§ Description of the task: Write out, please, the line containing "Question. Indicate the yellow" together with all lines after it, up to and including the last one, with no other output.

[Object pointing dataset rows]
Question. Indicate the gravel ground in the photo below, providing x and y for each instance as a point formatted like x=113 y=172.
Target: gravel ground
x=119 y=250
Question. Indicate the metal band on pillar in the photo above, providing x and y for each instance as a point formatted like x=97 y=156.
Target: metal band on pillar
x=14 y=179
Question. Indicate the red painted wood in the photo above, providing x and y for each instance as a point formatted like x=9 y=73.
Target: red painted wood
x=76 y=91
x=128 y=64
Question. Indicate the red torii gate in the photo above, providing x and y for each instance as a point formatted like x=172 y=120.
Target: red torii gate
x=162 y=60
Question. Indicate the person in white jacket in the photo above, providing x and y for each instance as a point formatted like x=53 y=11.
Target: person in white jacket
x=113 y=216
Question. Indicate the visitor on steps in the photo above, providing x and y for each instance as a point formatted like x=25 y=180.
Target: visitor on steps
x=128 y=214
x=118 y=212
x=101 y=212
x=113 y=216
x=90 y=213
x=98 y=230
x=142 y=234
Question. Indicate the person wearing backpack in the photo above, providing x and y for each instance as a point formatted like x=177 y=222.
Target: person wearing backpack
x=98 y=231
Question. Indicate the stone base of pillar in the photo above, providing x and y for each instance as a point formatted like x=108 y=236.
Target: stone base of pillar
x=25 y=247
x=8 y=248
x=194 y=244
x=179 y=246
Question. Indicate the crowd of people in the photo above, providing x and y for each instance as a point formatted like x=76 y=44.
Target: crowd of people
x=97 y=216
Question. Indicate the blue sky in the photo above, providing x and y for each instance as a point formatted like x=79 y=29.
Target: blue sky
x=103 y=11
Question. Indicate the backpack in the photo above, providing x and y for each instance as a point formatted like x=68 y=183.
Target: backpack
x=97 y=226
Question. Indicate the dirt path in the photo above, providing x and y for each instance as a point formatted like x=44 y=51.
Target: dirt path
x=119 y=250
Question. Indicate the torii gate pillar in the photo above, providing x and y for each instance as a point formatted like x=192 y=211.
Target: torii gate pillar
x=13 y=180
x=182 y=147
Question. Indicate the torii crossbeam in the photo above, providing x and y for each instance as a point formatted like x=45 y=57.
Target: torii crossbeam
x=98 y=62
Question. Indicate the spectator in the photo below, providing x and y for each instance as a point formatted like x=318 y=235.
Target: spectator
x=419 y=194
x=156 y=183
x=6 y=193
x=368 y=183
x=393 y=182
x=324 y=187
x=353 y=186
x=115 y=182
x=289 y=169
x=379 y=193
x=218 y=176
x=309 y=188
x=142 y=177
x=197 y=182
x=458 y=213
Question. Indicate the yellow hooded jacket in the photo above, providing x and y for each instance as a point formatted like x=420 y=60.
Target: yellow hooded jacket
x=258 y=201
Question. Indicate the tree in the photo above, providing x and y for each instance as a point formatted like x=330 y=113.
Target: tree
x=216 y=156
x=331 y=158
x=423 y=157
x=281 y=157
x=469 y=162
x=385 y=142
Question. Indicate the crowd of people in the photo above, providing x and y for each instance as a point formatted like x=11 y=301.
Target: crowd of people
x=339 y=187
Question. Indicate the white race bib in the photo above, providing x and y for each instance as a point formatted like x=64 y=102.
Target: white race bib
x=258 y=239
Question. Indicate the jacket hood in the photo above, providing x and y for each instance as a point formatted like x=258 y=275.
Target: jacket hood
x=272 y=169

§ Output:
Question. Indicate the yellow hooded jacket in the photo above, providing x and y for each instance as a point formatted like x=420 y=60.
Target: yellow hooded jacket
x=258 y=201
Question. Indicate the tree in the photo above, providing x and y for each instance as a point formatted like x=330 y=113.
Target: tree
x=216 y=156
x=331 y=158
x=423 y=157
x=281 y=157
x=469 y=162
x=385 y=142
Question. Indicate the crowd of people in the photo above, providing x and y for each instance as a point formatted like x=11 y=301.
Target: crowd of people
x=339 y=187
Question. Indicate the white race bib in the photo above, providing x and y for each instance as a point formatted like x=64 y=102.
Target: white race bib
x=258 y=239
Question. Indicate the jacket hood in the photo above, providing x and y for each instance as a point formatted like x=258 y=275.
Target: jacket hood
x=272 y=169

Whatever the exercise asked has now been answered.